- _PROBLEM TO SOLVE_
Scan the records for "dark". Report each line that includes it.

════════

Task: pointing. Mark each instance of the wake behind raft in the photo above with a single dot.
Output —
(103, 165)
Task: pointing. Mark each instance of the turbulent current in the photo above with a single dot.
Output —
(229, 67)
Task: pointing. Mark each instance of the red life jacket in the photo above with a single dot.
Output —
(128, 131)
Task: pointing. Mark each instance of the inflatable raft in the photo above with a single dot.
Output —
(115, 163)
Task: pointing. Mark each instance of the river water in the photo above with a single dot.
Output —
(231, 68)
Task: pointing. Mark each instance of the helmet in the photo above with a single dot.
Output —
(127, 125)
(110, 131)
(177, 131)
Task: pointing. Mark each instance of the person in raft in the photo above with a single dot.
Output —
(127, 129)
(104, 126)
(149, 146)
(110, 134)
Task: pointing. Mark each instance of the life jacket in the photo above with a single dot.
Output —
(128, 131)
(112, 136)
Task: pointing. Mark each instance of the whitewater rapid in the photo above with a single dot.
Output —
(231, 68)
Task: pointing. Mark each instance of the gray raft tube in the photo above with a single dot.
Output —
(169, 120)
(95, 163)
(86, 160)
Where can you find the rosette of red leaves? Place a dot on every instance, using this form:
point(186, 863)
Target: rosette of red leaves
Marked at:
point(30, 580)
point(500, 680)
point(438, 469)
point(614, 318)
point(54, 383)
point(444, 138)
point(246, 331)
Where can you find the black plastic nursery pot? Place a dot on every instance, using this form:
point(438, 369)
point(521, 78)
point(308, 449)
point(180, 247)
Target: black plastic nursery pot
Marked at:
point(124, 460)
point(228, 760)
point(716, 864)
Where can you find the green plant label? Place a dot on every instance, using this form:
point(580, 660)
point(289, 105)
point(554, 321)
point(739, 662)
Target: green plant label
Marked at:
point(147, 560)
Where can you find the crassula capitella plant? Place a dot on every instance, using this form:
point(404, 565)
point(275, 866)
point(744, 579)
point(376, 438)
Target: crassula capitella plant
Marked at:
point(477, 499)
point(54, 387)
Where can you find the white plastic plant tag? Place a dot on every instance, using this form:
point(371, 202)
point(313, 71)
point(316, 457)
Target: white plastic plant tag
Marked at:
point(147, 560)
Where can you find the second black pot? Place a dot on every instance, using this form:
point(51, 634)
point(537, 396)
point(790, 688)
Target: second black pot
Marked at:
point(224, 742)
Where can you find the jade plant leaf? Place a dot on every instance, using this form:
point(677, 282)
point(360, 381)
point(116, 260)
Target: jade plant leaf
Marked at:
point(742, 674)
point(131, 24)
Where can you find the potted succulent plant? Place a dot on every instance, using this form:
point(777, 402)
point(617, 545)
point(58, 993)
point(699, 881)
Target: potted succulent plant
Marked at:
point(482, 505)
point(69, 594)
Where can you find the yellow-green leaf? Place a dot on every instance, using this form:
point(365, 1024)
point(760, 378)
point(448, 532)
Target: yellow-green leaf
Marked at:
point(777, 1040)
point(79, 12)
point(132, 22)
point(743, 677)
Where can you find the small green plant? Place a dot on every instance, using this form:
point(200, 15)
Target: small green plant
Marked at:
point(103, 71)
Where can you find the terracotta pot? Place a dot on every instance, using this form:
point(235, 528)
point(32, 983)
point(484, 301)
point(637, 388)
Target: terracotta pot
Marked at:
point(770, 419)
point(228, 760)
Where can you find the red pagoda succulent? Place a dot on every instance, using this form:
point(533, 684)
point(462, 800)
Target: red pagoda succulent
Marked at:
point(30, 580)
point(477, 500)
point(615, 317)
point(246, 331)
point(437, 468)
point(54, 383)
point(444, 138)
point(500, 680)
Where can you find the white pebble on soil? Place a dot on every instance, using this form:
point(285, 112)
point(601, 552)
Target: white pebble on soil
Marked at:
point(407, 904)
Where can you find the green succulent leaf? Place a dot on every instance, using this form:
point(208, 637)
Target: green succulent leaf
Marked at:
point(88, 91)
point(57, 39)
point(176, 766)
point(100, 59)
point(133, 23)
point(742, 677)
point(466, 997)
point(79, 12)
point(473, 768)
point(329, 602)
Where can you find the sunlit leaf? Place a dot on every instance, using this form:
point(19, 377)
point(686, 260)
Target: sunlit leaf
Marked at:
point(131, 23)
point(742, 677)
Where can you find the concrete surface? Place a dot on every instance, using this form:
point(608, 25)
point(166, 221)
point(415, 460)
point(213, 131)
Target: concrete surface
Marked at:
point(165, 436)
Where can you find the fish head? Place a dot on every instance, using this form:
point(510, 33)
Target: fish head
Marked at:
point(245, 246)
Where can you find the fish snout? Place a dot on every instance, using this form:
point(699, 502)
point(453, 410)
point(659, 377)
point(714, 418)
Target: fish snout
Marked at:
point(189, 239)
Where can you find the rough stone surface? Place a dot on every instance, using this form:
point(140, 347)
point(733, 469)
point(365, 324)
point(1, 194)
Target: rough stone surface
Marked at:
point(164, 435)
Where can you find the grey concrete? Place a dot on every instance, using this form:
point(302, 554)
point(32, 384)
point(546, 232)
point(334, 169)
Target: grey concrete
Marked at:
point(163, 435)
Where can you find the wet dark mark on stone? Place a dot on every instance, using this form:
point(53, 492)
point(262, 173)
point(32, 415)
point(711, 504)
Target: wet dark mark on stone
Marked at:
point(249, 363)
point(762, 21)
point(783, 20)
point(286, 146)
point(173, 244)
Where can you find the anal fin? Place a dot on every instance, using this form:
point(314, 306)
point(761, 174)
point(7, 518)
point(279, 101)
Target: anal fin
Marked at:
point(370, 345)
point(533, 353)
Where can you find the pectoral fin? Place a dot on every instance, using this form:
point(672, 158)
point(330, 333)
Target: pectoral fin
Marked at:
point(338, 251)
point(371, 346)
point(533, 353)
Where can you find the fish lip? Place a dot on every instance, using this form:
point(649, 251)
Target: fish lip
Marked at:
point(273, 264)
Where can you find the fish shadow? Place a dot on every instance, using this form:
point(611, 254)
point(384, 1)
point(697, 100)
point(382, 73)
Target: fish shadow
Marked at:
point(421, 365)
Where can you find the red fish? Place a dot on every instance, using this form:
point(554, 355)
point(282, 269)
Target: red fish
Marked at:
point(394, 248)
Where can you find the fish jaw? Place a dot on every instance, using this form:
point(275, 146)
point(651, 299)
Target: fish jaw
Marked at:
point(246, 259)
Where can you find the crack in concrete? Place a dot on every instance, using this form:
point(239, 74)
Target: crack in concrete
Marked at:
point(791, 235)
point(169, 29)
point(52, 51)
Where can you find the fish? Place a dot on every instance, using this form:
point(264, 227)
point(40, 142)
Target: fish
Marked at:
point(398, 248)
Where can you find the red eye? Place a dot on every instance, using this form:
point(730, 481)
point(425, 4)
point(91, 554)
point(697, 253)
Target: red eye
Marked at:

════════

- _RESULT_
Where can you find the wet dark mark on stone? Place a dot on every instance, using this form:
Target: wet dark mark on stone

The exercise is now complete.